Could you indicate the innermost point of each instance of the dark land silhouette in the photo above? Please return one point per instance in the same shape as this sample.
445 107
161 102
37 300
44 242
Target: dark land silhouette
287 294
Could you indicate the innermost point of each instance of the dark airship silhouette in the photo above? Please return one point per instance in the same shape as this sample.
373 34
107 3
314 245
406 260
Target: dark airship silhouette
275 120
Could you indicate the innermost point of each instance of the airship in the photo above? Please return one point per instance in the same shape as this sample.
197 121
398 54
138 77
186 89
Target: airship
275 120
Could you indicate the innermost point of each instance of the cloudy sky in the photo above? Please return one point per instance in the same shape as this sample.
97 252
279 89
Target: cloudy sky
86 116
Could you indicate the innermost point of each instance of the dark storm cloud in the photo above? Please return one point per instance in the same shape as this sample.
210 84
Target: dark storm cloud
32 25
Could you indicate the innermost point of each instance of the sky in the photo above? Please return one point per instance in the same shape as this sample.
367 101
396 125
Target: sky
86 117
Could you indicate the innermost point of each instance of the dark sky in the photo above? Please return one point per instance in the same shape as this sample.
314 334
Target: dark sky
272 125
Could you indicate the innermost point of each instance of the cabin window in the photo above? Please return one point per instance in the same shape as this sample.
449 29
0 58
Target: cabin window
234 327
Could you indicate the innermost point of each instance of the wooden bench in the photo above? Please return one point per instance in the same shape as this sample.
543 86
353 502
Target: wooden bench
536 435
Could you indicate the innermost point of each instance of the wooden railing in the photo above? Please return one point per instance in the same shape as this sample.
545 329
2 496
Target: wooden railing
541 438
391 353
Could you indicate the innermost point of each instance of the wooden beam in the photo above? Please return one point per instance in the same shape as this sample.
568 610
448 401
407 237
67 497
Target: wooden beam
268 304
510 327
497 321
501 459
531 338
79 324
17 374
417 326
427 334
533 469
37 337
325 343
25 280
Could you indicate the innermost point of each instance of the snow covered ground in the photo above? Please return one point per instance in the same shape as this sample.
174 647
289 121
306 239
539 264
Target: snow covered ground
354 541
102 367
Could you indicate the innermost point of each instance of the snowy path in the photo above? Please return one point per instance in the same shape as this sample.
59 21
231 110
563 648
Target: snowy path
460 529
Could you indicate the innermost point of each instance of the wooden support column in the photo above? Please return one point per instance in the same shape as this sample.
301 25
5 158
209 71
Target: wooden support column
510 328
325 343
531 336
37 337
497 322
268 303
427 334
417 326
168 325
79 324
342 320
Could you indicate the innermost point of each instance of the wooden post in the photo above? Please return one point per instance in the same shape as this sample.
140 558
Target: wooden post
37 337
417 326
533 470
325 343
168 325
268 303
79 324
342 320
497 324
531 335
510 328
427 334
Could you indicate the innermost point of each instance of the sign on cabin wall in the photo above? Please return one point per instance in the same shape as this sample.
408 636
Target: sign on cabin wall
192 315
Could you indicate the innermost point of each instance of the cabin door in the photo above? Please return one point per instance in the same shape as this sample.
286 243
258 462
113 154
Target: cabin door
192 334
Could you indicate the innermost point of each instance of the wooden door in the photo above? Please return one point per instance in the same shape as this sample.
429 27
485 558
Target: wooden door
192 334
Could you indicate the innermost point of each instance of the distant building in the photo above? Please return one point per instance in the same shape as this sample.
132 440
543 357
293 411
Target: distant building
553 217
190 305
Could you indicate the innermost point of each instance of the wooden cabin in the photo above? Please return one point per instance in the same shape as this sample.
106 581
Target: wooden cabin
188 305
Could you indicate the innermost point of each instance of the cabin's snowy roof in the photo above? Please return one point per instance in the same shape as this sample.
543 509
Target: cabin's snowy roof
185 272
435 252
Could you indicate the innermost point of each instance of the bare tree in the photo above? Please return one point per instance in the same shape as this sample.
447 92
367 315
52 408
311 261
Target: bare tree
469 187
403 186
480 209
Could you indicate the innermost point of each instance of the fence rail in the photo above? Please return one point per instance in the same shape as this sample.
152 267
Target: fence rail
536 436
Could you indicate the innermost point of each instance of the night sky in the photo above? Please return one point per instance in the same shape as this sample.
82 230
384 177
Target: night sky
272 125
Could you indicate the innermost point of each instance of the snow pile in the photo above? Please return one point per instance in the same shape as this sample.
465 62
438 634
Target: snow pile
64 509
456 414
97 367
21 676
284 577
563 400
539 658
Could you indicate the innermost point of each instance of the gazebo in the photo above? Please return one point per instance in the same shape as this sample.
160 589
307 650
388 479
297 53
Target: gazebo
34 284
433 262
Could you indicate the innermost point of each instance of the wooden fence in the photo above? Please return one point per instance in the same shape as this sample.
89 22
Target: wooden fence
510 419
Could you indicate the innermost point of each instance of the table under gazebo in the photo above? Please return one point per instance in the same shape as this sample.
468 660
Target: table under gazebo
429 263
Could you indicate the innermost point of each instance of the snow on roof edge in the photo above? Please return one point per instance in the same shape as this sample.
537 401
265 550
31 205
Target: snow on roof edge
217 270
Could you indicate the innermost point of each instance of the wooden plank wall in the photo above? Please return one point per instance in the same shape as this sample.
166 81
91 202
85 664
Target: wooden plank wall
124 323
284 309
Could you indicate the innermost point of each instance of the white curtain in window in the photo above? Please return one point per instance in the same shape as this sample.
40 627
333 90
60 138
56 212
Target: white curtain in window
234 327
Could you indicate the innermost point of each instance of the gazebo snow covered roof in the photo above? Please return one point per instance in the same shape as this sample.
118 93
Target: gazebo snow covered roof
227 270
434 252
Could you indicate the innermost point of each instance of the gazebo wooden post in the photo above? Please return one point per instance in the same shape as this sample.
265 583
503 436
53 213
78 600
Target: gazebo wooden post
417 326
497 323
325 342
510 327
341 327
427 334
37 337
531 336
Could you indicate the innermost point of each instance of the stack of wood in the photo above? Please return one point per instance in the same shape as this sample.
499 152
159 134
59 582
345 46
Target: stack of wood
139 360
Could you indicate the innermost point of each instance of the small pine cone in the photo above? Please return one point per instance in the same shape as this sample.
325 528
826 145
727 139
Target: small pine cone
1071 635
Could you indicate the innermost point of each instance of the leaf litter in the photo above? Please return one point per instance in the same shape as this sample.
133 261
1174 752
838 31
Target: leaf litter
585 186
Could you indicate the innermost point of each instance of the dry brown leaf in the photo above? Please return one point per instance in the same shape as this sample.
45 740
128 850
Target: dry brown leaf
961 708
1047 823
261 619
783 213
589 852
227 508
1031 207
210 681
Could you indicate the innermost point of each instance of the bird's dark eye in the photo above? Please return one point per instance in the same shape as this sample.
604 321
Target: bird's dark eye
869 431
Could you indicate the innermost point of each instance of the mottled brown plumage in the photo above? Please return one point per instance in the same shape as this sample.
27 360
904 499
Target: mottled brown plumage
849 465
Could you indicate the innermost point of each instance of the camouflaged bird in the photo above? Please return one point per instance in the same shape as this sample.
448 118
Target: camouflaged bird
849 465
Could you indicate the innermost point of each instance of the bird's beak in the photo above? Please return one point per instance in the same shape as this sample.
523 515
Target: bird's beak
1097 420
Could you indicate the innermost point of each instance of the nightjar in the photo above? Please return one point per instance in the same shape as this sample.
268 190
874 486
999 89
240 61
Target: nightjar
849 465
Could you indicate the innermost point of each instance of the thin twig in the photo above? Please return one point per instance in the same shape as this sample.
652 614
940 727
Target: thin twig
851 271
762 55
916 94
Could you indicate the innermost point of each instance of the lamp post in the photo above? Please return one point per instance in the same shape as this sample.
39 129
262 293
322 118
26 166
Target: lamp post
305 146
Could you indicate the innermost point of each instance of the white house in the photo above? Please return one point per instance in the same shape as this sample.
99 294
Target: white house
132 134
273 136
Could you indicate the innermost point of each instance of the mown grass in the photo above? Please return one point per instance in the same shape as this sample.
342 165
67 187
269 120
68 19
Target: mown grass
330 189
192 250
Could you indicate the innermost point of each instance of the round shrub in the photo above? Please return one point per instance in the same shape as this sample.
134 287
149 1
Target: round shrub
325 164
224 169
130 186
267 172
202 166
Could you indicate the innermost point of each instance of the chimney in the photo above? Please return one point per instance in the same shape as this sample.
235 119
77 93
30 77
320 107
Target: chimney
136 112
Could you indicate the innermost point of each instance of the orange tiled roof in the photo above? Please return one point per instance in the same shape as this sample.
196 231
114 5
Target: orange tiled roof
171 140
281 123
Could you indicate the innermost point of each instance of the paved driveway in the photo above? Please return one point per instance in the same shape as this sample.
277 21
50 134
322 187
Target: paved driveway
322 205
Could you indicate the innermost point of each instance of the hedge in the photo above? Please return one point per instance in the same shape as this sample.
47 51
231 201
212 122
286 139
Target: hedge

**WHAT IS REQUIRED:** Each line from the one with "of the lamp" through the last line of the records must be written out word for word. Include nothing else.

**RESPONSE TO THIS EXERCISE:**
Could you indicate the innermost point of each instance of the lamp post in the photo above? Please return one point per instance in the same shape as this sample.
39 129
262 293
322 118
26 166
Target: lamp post
305 146
Could you indicate the innermost point of each instance of the white house in the photo above? Please return one point per instance in the same shape as this sample.
99 294
Target: white house
132 134
273 136
Could you indicate the innermost point of each instance of the mown grass in the photo above? Please return one point per instance in the same shape as this sample.
342 165
67 187
269 120
68 19
Target: mown grass
330 189
192 250
Could you indicate the innermost point of each instance of the round shrub in the photo above? Please return one point per instance in the same shape as this sample.
134 287
149 1
Target: round shrub
325 164
224 169
130 186
267 172
202 166
Could you indicate the innermost point of each instance of the chimney in the photo above? Please return one point per instance in the same shape as this sample.
235 119
77 93
30 77
320 107
Target: chimney
136 112
Could you indicate the innermost point of each instance of the orange tiled roof in the photo above? Please return one point per instance in the same shape as this sample.
196 231
114 5
Target: orange tiled roof
171 140
281 123
Could you indicate the innermost point of each instance of the paved driveway in the photo above? Please return one point per instance in the same shape as this sample.
277 21
50 134
322 187
Target: paved driveway
322 205
Could you indicate the innermost point of each instance of the hedge in the photo above? Please return one point per instance in the same shape as this sample.
47 51
231 201
212 122
286 139
Target: hedge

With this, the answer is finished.